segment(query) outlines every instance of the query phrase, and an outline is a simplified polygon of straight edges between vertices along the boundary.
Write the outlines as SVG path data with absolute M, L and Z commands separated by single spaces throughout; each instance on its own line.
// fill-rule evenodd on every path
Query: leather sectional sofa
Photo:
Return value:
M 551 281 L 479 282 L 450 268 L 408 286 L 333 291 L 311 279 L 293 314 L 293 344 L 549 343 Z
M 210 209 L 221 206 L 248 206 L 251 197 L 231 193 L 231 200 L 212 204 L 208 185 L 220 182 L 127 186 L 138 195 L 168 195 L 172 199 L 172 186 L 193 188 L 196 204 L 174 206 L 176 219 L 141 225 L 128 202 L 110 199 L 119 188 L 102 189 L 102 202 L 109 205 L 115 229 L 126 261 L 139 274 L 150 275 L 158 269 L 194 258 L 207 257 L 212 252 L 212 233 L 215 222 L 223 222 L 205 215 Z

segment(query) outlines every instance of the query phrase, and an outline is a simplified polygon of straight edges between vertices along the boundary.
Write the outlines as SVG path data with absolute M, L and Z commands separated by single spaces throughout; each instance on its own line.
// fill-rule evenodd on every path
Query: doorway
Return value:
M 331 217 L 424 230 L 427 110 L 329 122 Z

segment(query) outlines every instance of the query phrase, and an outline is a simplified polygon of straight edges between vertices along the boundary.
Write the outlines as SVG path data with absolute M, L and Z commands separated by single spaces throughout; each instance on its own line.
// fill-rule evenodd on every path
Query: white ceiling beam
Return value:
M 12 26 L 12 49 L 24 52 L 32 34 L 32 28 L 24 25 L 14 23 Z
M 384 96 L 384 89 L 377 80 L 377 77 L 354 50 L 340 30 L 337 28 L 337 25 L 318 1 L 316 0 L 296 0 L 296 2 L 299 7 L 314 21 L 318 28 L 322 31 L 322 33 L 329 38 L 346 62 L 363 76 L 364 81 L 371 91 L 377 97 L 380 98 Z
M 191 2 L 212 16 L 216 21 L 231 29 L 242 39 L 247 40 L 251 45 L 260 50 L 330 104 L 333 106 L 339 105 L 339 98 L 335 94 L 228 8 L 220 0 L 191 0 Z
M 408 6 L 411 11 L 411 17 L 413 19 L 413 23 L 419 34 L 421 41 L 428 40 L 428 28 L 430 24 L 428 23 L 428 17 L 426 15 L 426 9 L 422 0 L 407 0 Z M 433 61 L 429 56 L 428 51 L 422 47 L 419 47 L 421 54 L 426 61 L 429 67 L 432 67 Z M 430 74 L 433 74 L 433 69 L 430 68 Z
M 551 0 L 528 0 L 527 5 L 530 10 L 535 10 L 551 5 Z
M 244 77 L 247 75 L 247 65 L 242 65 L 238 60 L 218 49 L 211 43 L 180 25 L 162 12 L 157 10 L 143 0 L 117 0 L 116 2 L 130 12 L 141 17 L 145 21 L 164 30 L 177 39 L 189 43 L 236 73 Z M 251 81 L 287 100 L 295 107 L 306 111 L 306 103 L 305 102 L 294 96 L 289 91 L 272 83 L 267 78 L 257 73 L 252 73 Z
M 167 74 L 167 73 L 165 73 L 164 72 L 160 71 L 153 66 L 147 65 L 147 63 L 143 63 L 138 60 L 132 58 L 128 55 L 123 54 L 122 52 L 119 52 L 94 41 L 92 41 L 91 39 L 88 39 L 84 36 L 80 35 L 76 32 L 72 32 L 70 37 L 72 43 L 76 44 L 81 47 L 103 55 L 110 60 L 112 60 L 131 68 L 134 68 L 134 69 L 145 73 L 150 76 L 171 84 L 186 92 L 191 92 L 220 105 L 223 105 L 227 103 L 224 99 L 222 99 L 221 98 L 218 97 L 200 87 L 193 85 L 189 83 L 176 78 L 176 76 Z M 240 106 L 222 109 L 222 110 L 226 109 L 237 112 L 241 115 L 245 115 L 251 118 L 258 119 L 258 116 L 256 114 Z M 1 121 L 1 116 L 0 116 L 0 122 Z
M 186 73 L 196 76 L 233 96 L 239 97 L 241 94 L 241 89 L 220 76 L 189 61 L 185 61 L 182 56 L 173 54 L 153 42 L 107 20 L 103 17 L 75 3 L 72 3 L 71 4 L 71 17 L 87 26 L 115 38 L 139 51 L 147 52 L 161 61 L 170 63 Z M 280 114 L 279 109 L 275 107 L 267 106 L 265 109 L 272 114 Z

Problem requirements
Retype every line above without changing anything.

Result of the exercise
segment(query) outlines every instance of the query phrase, and an outline is a simplified polygon of straight edges between vertices along the boundary.
Write the outlines as SVG path data with absolute M, L and Z commands separated by single spaces throughout; each instance on its own line.
// fill-rule evenodd on every path
Query: leather sectional sofa
Photo:
Return value:
M 551 281 L 479 282 L 450 268 L 408 286 L 333 291 L 311 279 L 293 314 L 293 344 L 549 343 Z
M 210 209 L 221 206 L 248 206 L 251 197 L 231 193 L 231 200 L 212 204 L 208 185 L 220 182 L 127 186 L 138 195 L 168 195 L 172 199 L 172 186 L 193 188 L 196 204 L 174 206 L 176 219 L 141 225 L 128 202 L 110 199 L 119 188 L 102 189 L 102 202 L 109 205 L 115 229 L 126 261 L 139 274 L 150 275 L 158 269 L 194 258 L 207 257 L 212 252 L 212 233 L 215 222 L 223 222 L 205 215 Z

segment(query) outlines every instance of the query phrase, and an outline is a simplified polygon of straight edges between vertices along the boundary.
Write the outlines as SVG path data with absolute M, L and Z commands separated by single spaces throughout; each instance on its own line.
// fill-rule evenodd on every path
Query: doorway
Return value:
M 331 217 L 424 230 L 427 110 L 329 122 Z

segment(query) outlines every instance of the query phrase, and an outline is a simplified polygon of straight edges between vertices along the boundary.
Write the outlines as SVG path data with absolute M, L and Z commands separated by single spaces throughout; each instance on its own line.
// fill-rule evenodd on every path
Query: white ceiling beam
Return value:
M 12 26 L 12 49 L 24 52 L 32 34 L 32 28 L 24 25 L 14 23 Z
M 384 96 L 384 89 L 377 80 L 377 77 L 354 50 L 340 30 L 337 28 L 337 25 L 318 1 L 316 0 L 296 0 L 296 2 L 299 7 L 314 21 L 318 28 L 322 31 L 322 33 L 329 38 L 346 62 L 363 76 L 364 81 L 371 91 L 377 97 L 380 98 Z
M 191 2 L 212 16 L 216 21 L 231 29 L 242 39 L 247 40 L 251 45 L 260 50 L 330 104 L 333 106 L 339 105 L 339 98 L 335 94 L 228 8 L 220 0 L 191 0 Z
M 408 6 L 411 11 L 411 17 L 413 19 L 413 23 L 419 34 L 421 41 L 428 40 L 428 28 L 430 24 L 428 23 L 428 17 L 426 15 L 426 9 L 422 0 L 407 0 Z M 433 61 L 429 56 L 428 51 L 422 47 L 419 47 L 421 54 L 426 61 L 429 67 L 432 67 Z M 430 74 L 433 74 L 433 69 L 430 68 Z
M 551 0 L 528 0 L 527 5 L 530 10 L 535 10 L 551 5 Z
M 244 77 L 247 75 L 247 65 L 242 65 L 238 60 L 218 49 L 211 43 L 180 25 L 162 12 L 157 10 L 143 0 L 117 0 L 116 2 L 130 12 L 141 17 L 145 21 L 164 30 L 177 39 L 189 43 L 236 73 Z M 251 81 L 287 100 L 295 107 L 306 111 L 306 103 L 305 102 L 294 96 L 289 91 L 272 83 L 267 78 L 257 73 L 252 73 Z
M 167 74 L 167 73 L 165 73 L 164 72 L 160 71 L 153 66 L 147 65 L 147 63 L 143 63 L 138 60 L 132 58 L 128 55 L 123 54 L 122 52 L 119 52 L 94 41 L 92 41 L 91 39 L 88 39 L 84 36 L 80 35 L 76 32 L 72 32 L 70 37 L 72 43 L 76 44 L 81 47 L 103 55 L 110 60 L 112 60 L 131 68 L 134 68 L 134 69 L 145 73 L 150 76 L 171 84 L 186 92 L 191 92 L 220 105 L 223 105 L 227 103 L 224 99 L 222 99 L 221 98 L 218 97 L 200 87 L 193 85 L 189 83 L 176 78 L 176 76 Z M 240 106 L 222 109 L 222 110 L 226 109 L 237 112 L 241 115 L 245 115 L 251 118 L 258 119 L 258 116 L 256 114 Z M 1 121 L 1 116 L 0 116 L 0 122 Z
M 186 73 L 196 76 L 233 96 L 239 97 L 241 94 L 241 89 L 220 76 L 189 61 L 185 61 L 182 56 L 173 54 L 153 42 L 107 20 L 103 17 L 75 3 L 72 3 L 71 4 L 71 17 L 87 26 L 115 38 L 139 51 L 147 52 L 161 61 L 170 63 Z M 280 114 L 279 109 L 275 107 L 267 106 L 265 109 L 272 114 Z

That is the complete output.